Retype the records that come next, word for word.

--- START Provided records ---

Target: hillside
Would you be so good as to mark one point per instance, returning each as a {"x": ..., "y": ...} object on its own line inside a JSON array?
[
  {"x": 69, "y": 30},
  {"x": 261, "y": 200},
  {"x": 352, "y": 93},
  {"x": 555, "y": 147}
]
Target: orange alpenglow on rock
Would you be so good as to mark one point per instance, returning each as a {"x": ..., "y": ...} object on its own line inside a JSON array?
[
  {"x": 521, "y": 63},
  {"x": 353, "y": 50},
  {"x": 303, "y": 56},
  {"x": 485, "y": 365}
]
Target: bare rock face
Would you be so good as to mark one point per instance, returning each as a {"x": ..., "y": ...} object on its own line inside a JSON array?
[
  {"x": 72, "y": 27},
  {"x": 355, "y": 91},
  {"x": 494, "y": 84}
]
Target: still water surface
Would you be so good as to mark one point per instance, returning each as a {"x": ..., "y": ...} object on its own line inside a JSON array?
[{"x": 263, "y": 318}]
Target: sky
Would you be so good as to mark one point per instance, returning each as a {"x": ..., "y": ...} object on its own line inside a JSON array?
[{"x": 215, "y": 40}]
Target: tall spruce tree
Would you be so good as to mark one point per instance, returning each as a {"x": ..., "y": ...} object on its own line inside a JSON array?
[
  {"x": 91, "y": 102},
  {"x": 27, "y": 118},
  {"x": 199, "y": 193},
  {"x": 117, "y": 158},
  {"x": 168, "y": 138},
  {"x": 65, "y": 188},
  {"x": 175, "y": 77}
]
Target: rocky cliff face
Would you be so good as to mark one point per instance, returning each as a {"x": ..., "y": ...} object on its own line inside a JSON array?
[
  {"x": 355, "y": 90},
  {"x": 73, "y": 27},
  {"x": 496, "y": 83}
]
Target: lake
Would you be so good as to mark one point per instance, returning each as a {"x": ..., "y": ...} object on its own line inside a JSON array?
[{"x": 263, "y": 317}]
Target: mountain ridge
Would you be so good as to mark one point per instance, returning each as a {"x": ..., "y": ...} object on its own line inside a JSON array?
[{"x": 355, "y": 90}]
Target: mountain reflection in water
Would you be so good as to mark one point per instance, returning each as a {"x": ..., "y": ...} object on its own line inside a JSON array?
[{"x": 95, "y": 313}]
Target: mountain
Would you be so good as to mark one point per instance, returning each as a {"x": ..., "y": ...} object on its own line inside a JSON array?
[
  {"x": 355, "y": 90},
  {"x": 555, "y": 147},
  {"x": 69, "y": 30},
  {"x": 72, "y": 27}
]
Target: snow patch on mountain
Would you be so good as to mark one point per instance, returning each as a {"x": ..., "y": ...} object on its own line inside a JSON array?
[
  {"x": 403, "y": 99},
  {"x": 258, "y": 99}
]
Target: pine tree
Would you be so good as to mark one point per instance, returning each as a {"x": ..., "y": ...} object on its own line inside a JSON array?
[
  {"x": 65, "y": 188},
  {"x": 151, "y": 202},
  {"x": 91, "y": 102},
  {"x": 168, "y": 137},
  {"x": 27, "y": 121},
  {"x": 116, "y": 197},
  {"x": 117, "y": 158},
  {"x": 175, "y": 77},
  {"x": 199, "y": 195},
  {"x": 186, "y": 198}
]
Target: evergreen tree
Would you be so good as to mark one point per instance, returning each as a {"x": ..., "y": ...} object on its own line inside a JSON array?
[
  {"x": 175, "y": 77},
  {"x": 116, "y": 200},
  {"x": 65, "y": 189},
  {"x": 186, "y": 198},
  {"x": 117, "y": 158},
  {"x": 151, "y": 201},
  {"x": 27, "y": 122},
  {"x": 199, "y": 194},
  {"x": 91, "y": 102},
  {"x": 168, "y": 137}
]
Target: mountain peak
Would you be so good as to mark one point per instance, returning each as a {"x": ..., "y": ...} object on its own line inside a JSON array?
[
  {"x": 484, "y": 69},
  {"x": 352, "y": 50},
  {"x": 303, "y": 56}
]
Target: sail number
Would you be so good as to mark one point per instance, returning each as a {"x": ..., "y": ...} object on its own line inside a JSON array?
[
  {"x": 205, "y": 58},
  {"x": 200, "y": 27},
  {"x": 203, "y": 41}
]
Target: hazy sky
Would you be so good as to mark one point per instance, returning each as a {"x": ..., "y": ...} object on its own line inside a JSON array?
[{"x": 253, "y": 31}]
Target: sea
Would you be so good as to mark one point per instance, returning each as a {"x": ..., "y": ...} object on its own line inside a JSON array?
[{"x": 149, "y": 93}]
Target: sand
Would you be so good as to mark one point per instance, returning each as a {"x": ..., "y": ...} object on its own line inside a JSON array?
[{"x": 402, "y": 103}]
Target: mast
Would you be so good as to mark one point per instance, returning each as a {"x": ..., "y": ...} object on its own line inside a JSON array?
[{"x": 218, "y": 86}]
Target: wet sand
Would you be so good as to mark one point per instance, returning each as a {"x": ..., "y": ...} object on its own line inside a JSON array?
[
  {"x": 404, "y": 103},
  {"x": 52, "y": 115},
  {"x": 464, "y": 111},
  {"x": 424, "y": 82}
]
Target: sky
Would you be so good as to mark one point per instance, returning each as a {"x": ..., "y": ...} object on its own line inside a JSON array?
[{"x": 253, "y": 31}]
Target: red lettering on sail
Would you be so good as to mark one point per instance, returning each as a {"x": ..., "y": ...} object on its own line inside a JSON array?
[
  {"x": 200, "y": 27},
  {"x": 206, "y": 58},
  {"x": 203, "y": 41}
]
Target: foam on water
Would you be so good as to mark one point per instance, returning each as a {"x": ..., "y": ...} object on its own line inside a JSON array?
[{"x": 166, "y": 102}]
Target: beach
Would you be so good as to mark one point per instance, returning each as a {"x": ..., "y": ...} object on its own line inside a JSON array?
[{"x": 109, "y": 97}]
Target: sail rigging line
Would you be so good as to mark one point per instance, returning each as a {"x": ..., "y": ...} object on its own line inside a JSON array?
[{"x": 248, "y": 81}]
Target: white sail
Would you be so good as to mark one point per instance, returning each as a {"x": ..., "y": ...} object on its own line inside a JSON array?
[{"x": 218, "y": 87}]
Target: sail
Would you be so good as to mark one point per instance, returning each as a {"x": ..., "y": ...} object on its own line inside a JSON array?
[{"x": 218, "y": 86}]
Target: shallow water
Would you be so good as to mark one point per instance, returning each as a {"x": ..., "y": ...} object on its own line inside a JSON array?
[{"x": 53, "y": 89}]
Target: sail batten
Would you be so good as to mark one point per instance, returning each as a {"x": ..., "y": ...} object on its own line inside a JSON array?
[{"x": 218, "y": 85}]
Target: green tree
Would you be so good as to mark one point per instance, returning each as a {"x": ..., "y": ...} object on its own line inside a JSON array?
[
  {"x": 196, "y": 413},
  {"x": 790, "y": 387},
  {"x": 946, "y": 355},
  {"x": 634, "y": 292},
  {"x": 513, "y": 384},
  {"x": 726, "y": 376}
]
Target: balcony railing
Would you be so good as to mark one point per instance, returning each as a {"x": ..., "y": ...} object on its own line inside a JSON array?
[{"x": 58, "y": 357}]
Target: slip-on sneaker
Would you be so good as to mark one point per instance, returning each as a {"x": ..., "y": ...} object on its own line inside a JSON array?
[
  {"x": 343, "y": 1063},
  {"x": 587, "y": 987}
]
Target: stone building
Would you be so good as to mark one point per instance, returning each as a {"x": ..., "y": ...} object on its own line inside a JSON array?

--- END Provided records ---

* _Result of the exercise_:
Target: hillside
Would you be so good as to mark one point per instance, returning each as a {"x": ..., "y": ...} object on its own line inside a JSON array?
[
  {"x": 69, "y": 30},
  {"x": 261, "y": 200},
  {"x": 352, "y": 93},
  {"x": 555, "y": 147}
]
Target: orange alpenglow on rock
Would you be so good as to mark one point per instance, returning each as a {"x": ..., "y": ...} object on its own line inside a JSON array?
[
  {"x": 521, "y": 63},
  {"x": 353, "y": 50},
  {"x": 303, "y": 56},
  {"x": 485, "y": 365}
]
Target: bare rock face
Would you be so good as to mark one point per instance, returning each as a {"x": ..., "y": ...} object on its own line inside a JSON array?
[
  {"x": 72, "y": 27},
  {"x": 355, "y": 91},
  {"x": 494, "y": 84}
]
Target: still water surface
Would you be so good as to mark one point per instance, returning each as a {"x": ..., "y": ...} object on its own line inside a JSON array?
[{"x": 263, "y": 318}]
Target: sky
Would you be so good as to mark one point per instance, returning each as a {"x": ..., "y": ...} object on its own line inside a JSON array?
[{"x": 215, "y": 40}]
Target: tall spruce tree
Would you be so good as to mark one point per instance, returning each as a {"x": ..., "y": ...} object on its own line inside a JSON array?
[
  {"x": 91, "y": 102},
  {"x": 27, "y": 118},
  {"x": 199, "y": 193},
  {"x": 117, "y": 158},
  {"x": 168, "y": 138},
  {"x": 65, "y": 188},
  {"x": 175, "y": 77}
]
Target: rocky cliff face
Would you be so good as to mark one point per instance, returning each as a {"x": ..., "y": ...} object on its own line inside a JSON array?
[
  {"x": 355, "y": 90},
  {"x": 73, "y": 27},
  {"x": 496, "y": 83}
]
Target: lake
Would you be so good as to mark one point per instance, returning each as a {"x": ..., "y": ...} object on its own line inside a JSON array?
[{"x": 263, "y": 317}]
Target: mountain ridge
Would you be so good as to mark one point per instance, returning each as a {"x": ..., "y": ...} object on its own line inside a JSON array?
[{"x": 355, "y": 90}]
Target: mountain reflection in water
Would you be so good as to mark one point per instance, returning each as a {"x": ..., "y": ...} object on its own line inside a JSON array?
[{"x": 95, "y": 313}]
Target: mountain
Would you be so good as to mark one point per instance, returning each as a {"x": ..., "y": ...} object on its own line inside a JSON array?
[
  {"x": 355, "y": 90},
  {"x": 555, "y": 147},
  {"x": 69, "y": 30},
  {"x": 72, "y": 27}
]
Target: snow patch on mountain
Would you be so good as to mark one point per instance, returning each as a {"x": ..., "y": ...} object on its own line inside a JSON array?
[
  {"x": 403, "y": 99},
  {"x": 258, "y": 99}
]
Target: pine tree
Would you be so good as to mark one point per instance, returning each as a {"x": ..., "y": ...} object on its own line inside a JSON array?
[
  {"x": 65, "y": 188},
  {"x": 151, "y": 202},
  {"x": 91, "y": 102},
  {"x": 168, "y": 137},
  {"x": 27, "y": 121},
  {"x": 116, "y": 197},
  {"x": 117, "y": 158},
  {"x": 175, "y": 77},
  {"x": 199, "y": 195},
  {"x": 186, "y": 198}
]
Target: evergreen tree
Would you be so good as to mark one point per instance, returning each as a {"x": ..., "y": ...} object on its own line inside a JSON array?
[
  {"x": 175, "y": 77},
  {"x": 116, "y": 200},
  {"x": 65, "y": 189},
  {"x": 186, "y": 198},
  {"x": 117, "y": 158},
  {"x": 151, "y": 201},
  {"x": 27, "y": 122},
  {"x": 199, "y": 194},
  {"x": 91, "y": 102},
  {"x": 168, "y": 137}
]
Target: mountain peak
Would you be so good as to mark one point per instance, returning each as a {"x": ..., "y": ...} object on its own line inside a JSON array?
[
  {"x": 484, "y": 69},
  {"x": 352, "y": 50},
  {"x": 303, "y": 56}
]
Target: sail number
Would you be so good as to mark one point per instance, returning each as a {"x": ..., "y": ...} object on its own line inside a JSON array?
[
  {"x": 205, "y": 58},
  {"x": 200, "y": 27},
  {"x": 203, "y": 41}
]
Target: hazy sky
Would you be so good as to mark one point per instance, returning each as a {"x": ..., "y": ...} object on its own line inside a JSON array?
[{"x": 253, "y": 31}]
Target: sea
Would you be so good as to mark one point per instance, returning each as a {"x": ..., "y": ...} object on its own line inside a JSON array?
[{"x": 149, "y": 93}]
Target: sand
Would you be so good as to mark one point per instance, returning each as a {"x": ..., "y": ...} object on its own line inside a JSON array?
[{"x": 402, "y": 103}]
Target: mast
Would you be so good as to mark one point per instance, returning each as a {"x": ..., "y": ...} object on its own line inside a JSON array?
[{"x": 218, "y": 86}]
Target: wet sand
Would you be so good as to mark one point per instance, returning each as a {"x": ..., "y": ...} object on its own line inside a JSON array?
[
  {"x": 404, "y": 103},
  {"x": 52, "y": 115},
  {"x": 464, "y": 111},
  {"x": 424, "y": 82}
]
Target: sky
Would you be so good as to mark one point per instance, returning each as a {"x": ..., "y": ...} object on its own line inside a JSON array?
[{"x": 253, "y": 31}]
Target: red lettering on sail
Would you be so good as to mark one point per instance, returning each as a {"x": ..., "y": ...} object on its own line inside a JSON array?
[
  {"x": 200, "y": 27},
  {"x": 206, "y": 58},
  {"x": 203, "y": 41}
]
Target: foam on water
Would you be so good as to mark one point per instance, returning each as a {"x": ..., "y": ...} object on its own line inside a JSON array?
[{"x": 166, "y": 102}]
Target: beach
Would you be so good as to mark one point per instance, returning each as a {"x": ..., "y": ...} object on its own line inside a JSON array?
[{"x": 109, "y": 97}]
Target: sail rigging line
Would you be so good as to mark one point per instance, returning each as a {"x": ..., "y": ...} object on its own line inside a JSON array?
[{"x": 248, "y": 81}]
Target: white sail
Would you be so good as to mark one point per instance, returning each as a {"x": ..., "y": ...} object on its own line inside a JSON array?
[{"x": 218, "y": 87}]
Target: sail
Would you be so good as to mark one point per instance, returning each as a {"x": ..., "y": ...} object on its own line inside a JSON array?
[{"x": 218, "y": 86}]
Target: shallow water
Would you be so good as to mark one point per instance, returning each as a {"x": ..., "y": ...} object on its own line inside a JSON array?
[{"x": 53, "y": 89}]
Target: sail batten
Would you be so good as to mark one point per instance, returning each as a {"x": ..., "y": ...} object on its own line inside a JSON array?
[{"x": 218, "y": 85}]
Target: green tree
Would you be so good as to mark one point per instance, returning each as a {"x": ..., "y": ...} object on its own line inside a JSON array?
[
  {"x": 196, "y": 413},
  {"x": 790, "y": 387},
  {"x": 946, "y": 355},
  {"x": 634, "y": 292},
  {"x": 513, "y": 384},
  {"x": 726, "y": 376}
]
Target: balcony railing
Would you be so good as to mark one point per instance, returning each as a {"x": ..., "y": ...} object on its own line inside a JSON array?
[{"x": 58, "y": 357}]
Target: slip-on sneaker
Would you be so good as to mark one point per instance, returning each as a {"x": ..., "y": ...} object on its own line inside a JSON array?
[
  {"x": 343, "y": 1063},
  {"x": 587, "y": 987}
]
Target: stone building
Would you be so good as to mark one point per instance, returning each as a {"x": ..., "y": ...} object on its own line inside a JSON array?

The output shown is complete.